▶ **Task instructions**
Please convert the entries below into a Markdown table with two columns, Number and Text, where each non-blank line gets its own row and a running number. Leave out blank lines and the pictures.

BEGIN Input rows

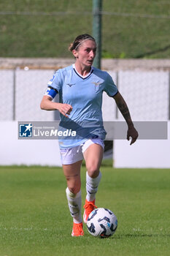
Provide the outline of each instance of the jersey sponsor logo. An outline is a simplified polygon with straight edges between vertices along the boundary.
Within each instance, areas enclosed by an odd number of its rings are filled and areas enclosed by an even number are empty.
[[[102,82],[92,82],[96,86],[99,86]]]
[[[67,86],[69,86],[69,87],[72,87],[72,86],[74,86],[75,83],[67,83]]]

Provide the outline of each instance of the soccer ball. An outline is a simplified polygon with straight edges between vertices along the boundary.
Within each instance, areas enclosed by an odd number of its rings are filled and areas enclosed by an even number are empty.
[[[105,208],[98,208],[89,214],[87,227],[92,236],[105,238],[115,232],[117,219],[112,211]]]

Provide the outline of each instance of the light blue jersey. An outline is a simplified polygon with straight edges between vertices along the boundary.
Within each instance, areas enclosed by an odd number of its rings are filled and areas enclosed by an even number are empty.
[[[106,131],[101,113],[103,91],[109,97],[117,93],[112,77],[104,71],[92,67],[86,77],[80,75],[74,65],[58,69],[48,83],[45,95],[52,98],[59,93],[61,103],[69,104],[72,111],[69,118],[61,114],[60,129],[75,131],[76,135],[62,136],[61,148],[70,148],[82,144],[88,138],[104,140]],[[75,133],[74,133],[75,135]]]

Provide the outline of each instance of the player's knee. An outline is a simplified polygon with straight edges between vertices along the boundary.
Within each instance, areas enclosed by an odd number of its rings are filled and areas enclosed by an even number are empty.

END Input rows

▶ **Response to this task**
| Number | Text |
|---|---|
| 1 | Provide the outline of each instance of the jersey sponsor logo. An outline is a simplified polygon with straight edges between vertices along the boundary. |
| 2 | Within each instance, areas enclosed by an odd number of its rings are filled and areas enclosed by an even number are empty. |
| 3 | [[[102,82],[92,82],[96,86],[99,86]]] |
| 4 | [[[67,86],[69,86],[69,87],[72,87],[72,86],[74,86],[75,83],[67,83]]] |
| 5 | Provide the outline of each instance of the soccer ball. An outline is a simplified polygon with straight edges between vertices along the boundary. |
| 6 | Within each instance, areas enclosed by an odd number of its rings are filled and areas enclosed by an even number are empty. |
| 7 | [[[105,208],[98,208],[89,214],[87,227],[92,236],[105,238],[115,232],[117,219],[112,211]]] |
| 8 | Provide the outline of each instance of the light blue jersey. An outline is a simplified polygon with straight edges between vertices along the boundary. |
| 9 | Within each instance, areas enclosed by an odd number of its rings are filled and areas enclosed by an even number are empty. |
| 10 | [[[106,131],[101,113],[103,91],[109,97],[117,93],[112,77],[104,71],[92,67],[86,77],[80,75],[74,65],[58,69],[48,83],[45,95],[52,98],[59,93],[61,103],[69,104],[72,111],[69,118],[61,114],[60,129],[75,131],[76,135],[62,136],[61,148],[70,148],[82,144],[88,138],[104,140]],[[75,133],[74,133],[75,135]]] |
| 11 | Provide the outline of each instance of the player's knee. An outline is a simplified polygon with straight edges between vertices along the boundary. |
| 12 | Within each instance, areas enclosed by an odd number of its rings are filled and areas enclosed by an even number are empty. |